EXERCISE INSTRUCTIONS:
1. Rewrite the paragraph beginning "From more than 6600 admissions" in the HIV and COVID-19 study summary below as a bulleted list, keeping its main facts.
2. In the HIV and COVID-19 study summary below, what period of early 2020 did the RECEDE C-19 study recruit adults from?

[PASSAGE FOR REVIEW — start]

Case-control study of HIV positive people hospitalised with COVID-19
Simon Collins, HIV i-Base
A retrospective case-controlled study from the first months of the pandemic did not find that HIV status was associated with poorer outcomes in people hospitalised with COVID-19.
The RECEDE C-19 study recruited adults from six hospitals (mainly from London but also Leicester and Manchester) from four months early in the pandemic (February to May 2020). HIV negative controls were matched in up to a 3:1 ratio for gender, hospital, date of infection (within a week), age (within five years) and deprivation index (for region) as ethnicity data was poorly recorded.
The primary outcome was time to either improvement by two points on a standard COVID 7-point ordinal scale or hospital discharge, whichever was sooner.
From more than 6600 admissions, 68 HIV positive people were matched to 181 HIV negative controls. At baseline, HIV positive people were significantly more likely to be frail (median frailty score of 3 vs 2, p=0.0069), from Black or minority ethnic communities (75% vs 58%, p=0.0002), to have chronic kidney disease (35% vs 12%, p=0.0001) and to have chronic liver disease (4% vs 0.6%, p=0.031). The HIV negative cohort was more likely to have rheumatology disease or asthma.

[PASSAGE FOR REVIEW — finish]
[GIVEN INFORMATION — start]

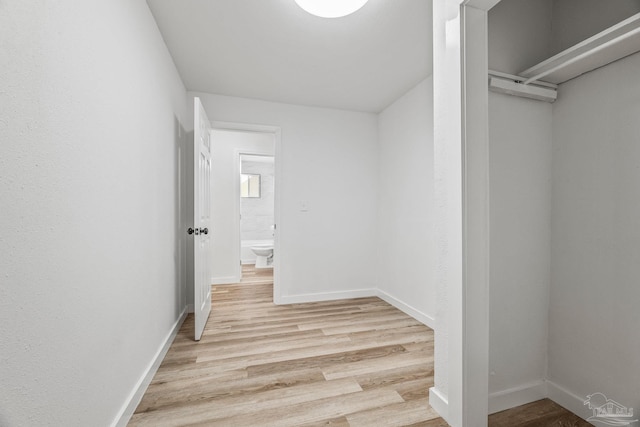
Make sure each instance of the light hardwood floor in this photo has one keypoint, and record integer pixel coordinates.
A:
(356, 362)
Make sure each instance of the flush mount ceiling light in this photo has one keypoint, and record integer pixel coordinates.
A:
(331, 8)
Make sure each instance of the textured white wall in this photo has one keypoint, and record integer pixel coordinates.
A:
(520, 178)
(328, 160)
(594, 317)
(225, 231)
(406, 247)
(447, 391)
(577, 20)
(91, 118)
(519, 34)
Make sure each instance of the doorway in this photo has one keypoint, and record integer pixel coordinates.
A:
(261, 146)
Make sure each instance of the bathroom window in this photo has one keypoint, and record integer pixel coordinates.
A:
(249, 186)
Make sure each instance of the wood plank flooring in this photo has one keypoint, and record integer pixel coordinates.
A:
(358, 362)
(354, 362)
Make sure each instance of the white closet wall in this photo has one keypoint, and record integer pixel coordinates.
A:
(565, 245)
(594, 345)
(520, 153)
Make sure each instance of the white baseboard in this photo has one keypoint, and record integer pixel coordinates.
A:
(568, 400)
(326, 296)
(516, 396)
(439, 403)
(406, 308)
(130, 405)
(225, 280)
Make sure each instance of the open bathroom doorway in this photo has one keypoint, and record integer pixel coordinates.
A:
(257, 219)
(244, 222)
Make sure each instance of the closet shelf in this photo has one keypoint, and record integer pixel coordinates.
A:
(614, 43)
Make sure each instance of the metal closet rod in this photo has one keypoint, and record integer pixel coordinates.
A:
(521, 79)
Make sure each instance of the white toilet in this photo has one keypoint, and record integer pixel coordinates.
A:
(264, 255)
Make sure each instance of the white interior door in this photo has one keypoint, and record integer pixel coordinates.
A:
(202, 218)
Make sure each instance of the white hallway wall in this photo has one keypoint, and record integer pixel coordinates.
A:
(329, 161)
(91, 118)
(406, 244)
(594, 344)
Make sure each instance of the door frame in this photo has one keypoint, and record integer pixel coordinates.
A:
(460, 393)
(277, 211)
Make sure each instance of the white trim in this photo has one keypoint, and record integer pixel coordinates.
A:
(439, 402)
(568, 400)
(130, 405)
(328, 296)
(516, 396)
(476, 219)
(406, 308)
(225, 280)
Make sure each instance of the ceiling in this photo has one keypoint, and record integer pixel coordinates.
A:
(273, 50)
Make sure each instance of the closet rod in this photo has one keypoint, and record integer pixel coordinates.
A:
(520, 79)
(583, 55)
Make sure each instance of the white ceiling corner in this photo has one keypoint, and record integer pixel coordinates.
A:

[GIVEN INFORMATION — finish]
[GIVEN INFORMATION — start]

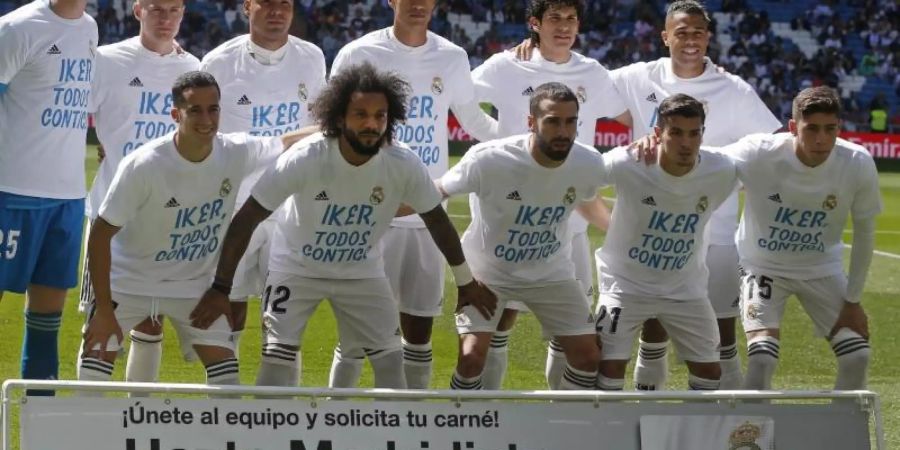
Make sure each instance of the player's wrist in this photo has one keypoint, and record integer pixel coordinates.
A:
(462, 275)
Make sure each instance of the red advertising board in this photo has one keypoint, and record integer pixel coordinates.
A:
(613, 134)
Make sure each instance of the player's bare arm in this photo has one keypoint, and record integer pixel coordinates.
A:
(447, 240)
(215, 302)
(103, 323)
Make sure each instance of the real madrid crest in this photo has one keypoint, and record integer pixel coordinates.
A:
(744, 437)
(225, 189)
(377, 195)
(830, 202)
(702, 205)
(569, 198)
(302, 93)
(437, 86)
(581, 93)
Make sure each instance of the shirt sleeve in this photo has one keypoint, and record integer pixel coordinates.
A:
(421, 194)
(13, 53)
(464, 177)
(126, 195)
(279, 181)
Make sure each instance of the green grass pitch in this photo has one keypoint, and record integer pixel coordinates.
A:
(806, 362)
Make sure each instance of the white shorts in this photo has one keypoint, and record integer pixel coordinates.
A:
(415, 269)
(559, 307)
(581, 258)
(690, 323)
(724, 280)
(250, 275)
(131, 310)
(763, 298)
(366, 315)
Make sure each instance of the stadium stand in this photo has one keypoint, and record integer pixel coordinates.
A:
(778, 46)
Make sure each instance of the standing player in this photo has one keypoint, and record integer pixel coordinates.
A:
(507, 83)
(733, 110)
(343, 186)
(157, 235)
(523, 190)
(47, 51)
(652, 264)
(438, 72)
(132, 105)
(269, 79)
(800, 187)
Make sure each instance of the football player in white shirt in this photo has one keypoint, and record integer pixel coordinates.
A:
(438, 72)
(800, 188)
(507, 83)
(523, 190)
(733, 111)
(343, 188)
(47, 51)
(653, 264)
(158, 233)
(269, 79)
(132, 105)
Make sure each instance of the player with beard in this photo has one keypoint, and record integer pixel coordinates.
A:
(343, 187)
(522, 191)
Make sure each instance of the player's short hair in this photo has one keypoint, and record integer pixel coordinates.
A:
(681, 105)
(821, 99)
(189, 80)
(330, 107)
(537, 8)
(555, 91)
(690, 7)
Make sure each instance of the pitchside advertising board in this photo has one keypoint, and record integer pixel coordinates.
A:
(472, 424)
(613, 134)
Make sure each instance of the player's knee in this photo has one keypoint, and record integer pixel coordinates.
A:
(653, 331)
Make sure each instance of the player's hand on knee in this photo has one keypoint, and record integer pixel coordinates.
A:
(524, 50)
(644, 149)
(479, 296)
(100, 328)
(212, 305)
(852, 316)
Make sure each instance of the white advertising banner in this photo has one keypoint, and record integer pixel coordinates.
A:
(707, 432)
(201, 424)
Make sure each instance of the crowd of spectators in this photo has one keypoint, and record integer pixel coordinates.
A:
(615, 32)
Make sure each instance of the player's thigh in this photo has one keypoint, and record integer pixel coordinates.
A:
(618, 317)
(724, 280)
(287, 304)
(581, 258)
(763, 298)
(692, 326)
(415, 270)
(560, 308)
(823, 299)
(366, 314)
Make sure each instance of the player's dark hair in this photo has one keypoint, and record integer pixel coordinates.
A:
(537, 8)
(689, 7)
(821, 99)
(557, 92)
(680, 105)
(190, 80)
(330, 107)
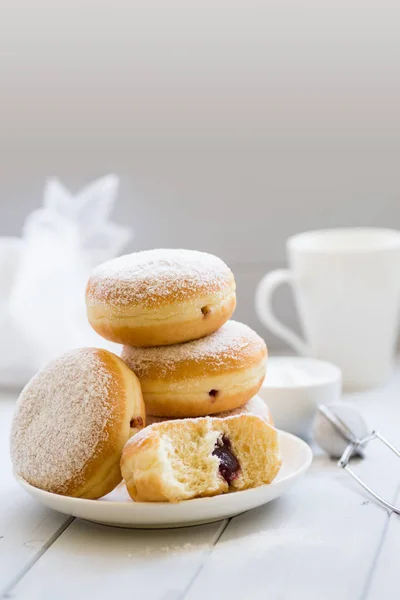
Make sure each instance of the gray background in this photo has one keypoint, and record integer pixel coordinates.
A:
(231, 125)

[GIVEN INFORMATION — finish]

RESULTS IN ORDER:
1.
- Out of more than 6600 admissions, 68 HIV positive people were matched to 181 HIV negative controls.
- At baseline, HIV positive people were significantly more likely to:
  - be frail (median frailty score 3 vs 2, p=0.0069)
  - be from Black or minority ethnic communities (75% vs 58%, p=0.0002)
  - have chronic kidney disease (35% vs 12%, p=0.0001)
  - have chronic liver disease (4% vs 0.6%, p=0.031)
- The HIV negative cohort was more likely to have rheumatology disease or asthma.

2. February to May 2020.